▶ [Activity]:
Go through the data below and transcribe it exactly. Omit the images.

▶ [Exercise data]:
--------------------------------------------------

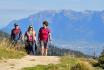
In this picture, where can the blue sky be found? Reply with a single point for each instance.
(17, 9)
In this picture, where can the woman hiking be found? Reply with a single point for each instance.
(43, 37)
(30, 40)
(16, 36)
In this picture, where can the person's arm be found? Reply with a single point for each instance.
(20, 35)
(11, 36)
(39, 34)
(49, 35)
(34, 35)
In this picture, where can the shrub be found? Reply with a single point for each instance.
(81, 65)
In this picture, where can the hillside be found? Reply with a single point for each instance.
(81, 31)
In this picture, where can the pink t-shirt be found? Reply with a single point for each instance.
(44, 34)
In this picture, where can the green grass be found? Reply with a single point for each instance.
(66, 63)
(9, 53)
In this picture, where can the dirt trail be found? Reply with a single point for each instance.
(27, 61)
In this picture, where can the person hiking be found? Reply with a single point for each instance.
(30, 40)
(43, 37)
(16, 36)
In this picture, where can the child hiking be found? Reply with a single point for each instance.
(44, 37)
(30, 40)
(16, 36)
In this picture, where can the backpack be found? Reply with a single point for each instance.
(16, 34)
(29, 37)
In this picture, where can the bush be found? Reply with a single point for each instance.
(101, 61)
(8, 52)
(81, 65)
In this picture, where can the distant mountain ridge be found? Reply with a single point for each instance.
(67, 25)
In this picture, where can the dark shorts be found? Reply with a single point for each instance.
(15, 42)
(44, 43)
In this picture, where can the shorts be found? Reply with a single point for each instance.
(44, 43)
(15, 42)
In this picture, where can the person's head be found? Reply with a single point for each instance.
(30, 28)
(16, 26)
(45, 24)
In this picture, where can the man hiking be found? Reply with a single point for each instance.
(16, 36)
(30, 40)
(44, 37)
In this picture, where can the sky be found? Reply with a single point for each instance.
(17, 9)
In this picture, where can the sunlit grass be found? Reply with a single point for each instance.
(7, 50)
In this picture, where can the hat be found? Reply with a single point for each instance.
(15, 24)
(30, 26)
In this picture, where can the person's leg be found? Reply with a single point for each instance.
(46, 48)
(42, 47)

--------------------------------------------------

▶ [Task answer]:
In this picture, where can the blue sky be found? Reply with a single point for each instance.
(17, 9)
In this picture, where can the woman hiking be found? Reply with a single point for each instance.
(43, 37)
(30, 40)
(16, 36)
In this picture, where can the person's arm be found? Reply with a single point for each instance.
(20, 35)
(11, 36)
(39, 34)
(49, 35)
(34, 35)
In this picture, where can the shrub be found? Reply with a single point for each instance.
(81, 65)
In this picture, where can the hillside be found? Reply with a single point for each instance.
(81, 31)
In this picture, where can the pink t-shirt be found? Reply with a single point for each instance.
(44, 34)
In this picture, where can the green grass be found? Reply with a single point for each instance.
(66, 63)
(9, 53)
In this picture, where can the dirt trail be found? Reply with a single point for each instance.
(27, 61)
In this picture, where can the person hiking be found? Reply with a single point for each instance.
(30, 40)
(43, 37)
(16, 36)
In this picture, where can the child hiking be found? Reply with a single point for each instance.
(44, 37)
(30, 40)
(16, 36)
In this picture, where can the backpack be found? Reply with a single point for each instance.
(16, 34)
(29, 37)
In this picture, where can the bush be found? Reply with a single point for each instance.
(101, 61)
(8, 52)
(81, 65)
In this picture, where can the distant mountain ridge be found? Reply with a single point for each instance.
(67, 25)
In this picture, where can the dark shorts be found? Reply with a single point for each instance.
(15, 42)
(44, 43)
In this picture, where can the shorts be found? Reply with a single point for each instance.
(44, 43)
(15, 42)
In this picture, where can the person's head be found? Reply with a single point for each instance.
(30, 28)
(16, 26)
(45, 24)
In this picture, where can the man hiking be found? Reply with a single point for each instance.
(16, 36)
(30, 40)
(44, 37)
In this picture, where can the sky be found? Reply with a single point for each instance.
(17, 9)
In this picture, where can the sunlit grass be found? Reply with a single point for each instance.
(7, 50)
In this picture, where can the hat be found? Reply with a single point for each instance.
(15, 24)
(30, 26)
In this picture, where can the person's leg be found? Reply with a single point for each instance.
(46, 48)
(42, 47)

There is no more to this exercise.